(Entries taken from a collection)
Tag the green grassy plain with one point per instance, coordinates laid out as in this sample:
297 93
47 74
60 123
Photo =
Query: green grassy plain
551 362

**Try it**
In full and without error, restate the data.

**Solution to this problem**
Tag the green grassy plain with one point per instance, coordinates laid out as in this sample:
297 93
47 74
60 123
Photo =
Query: green grassy plain
551 362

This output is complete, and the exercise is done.